GIVEN PASSAGE.
_ _ _

Name: TLI.ASM
         Type: Assembler Program
      Version: 1.1
 Date Entered: 16-Apr-87
  Last Change: 16-Apr-87

  Description: Linear Table Lookup/Interpolation for Function Generation

 This program provides a fixed point implementation of a table
 lookup/interpolation of the form (X is the input):

                        X - X(i)
 Y =(approximately)=  ------------- *(Y(i+1) - Y(i))  + Y(i)
                      X(i+1) - X(i)

 It can be used to approximate functions such as reflection
 coefficients to log area ratio conversion, sine wave generation or
 other functions.

 Assume the function to be approximated is f().  If the function
 is reasonably smooth and a sufficient number of samples are
 available such that a linear approximation between samples 
 provides sufficient accuracy, then linear approximation can be
 used to reduce the amount of storage for the function.

 A predetermined number of samples of the function Y(i)=f(X(i))
 are stored in a table and the values of Y when X is not equal
 to an X(i) is found by interpolation between known values.

_ _ _

[Pointing records]
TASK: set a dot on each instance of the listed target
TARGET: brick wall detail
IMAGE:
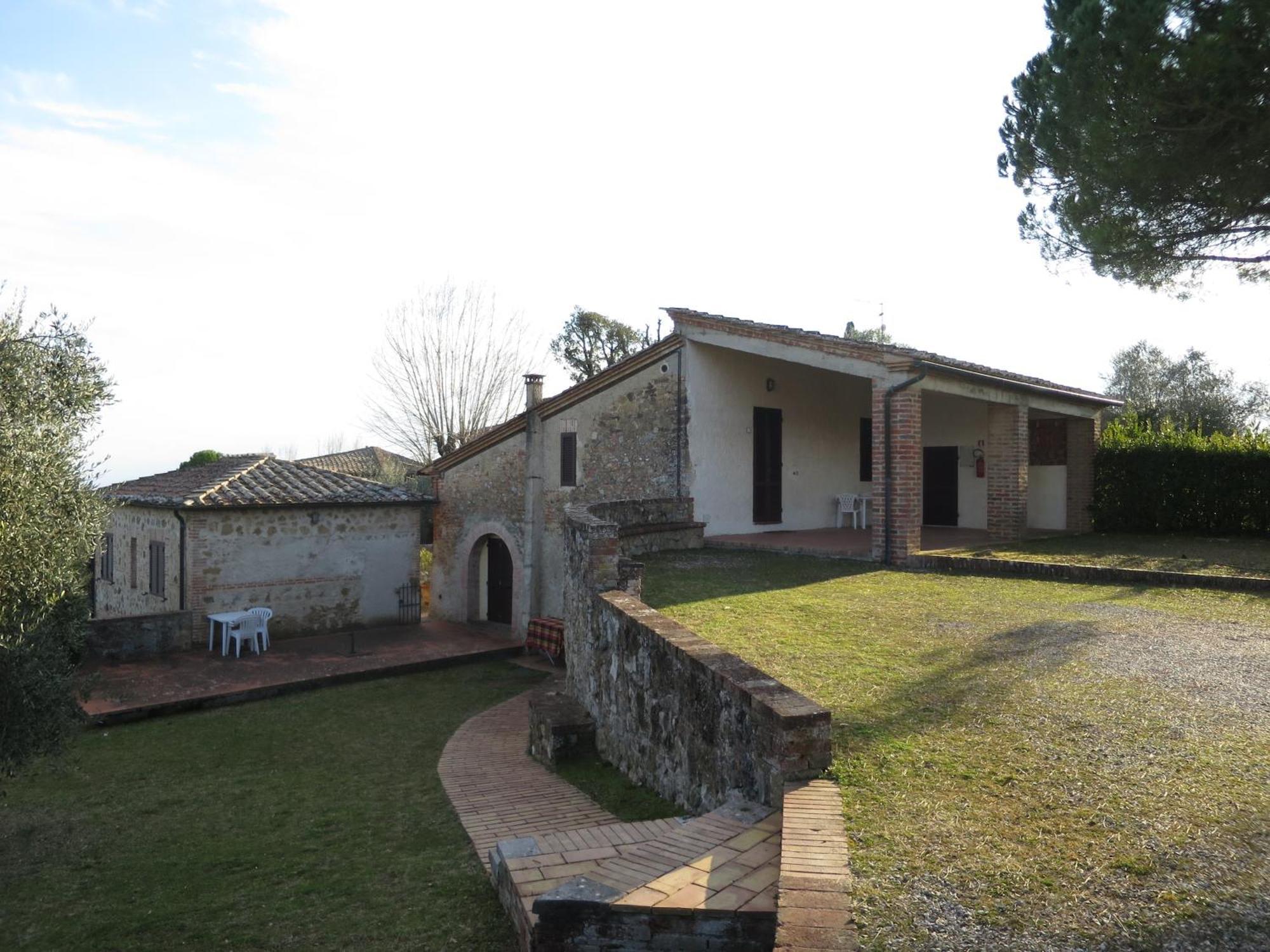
(1083, 437)
(1008, 472)
(906, 453)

_ _ _

WHAT YOU HAVE TO DO.
Please update the stretch of the table lookup description from "X(i+1) - X(i)" through "other functions.", changing "sine wave generation" to "cosine wave generation". The listing has no connection to the table lookup description.

RESPONSE.
X(i+1) - X(i)

 It can be used to approximate functions such as reflection
 coefficients to log area ratio conversion, cosine wave generation or
 other functions.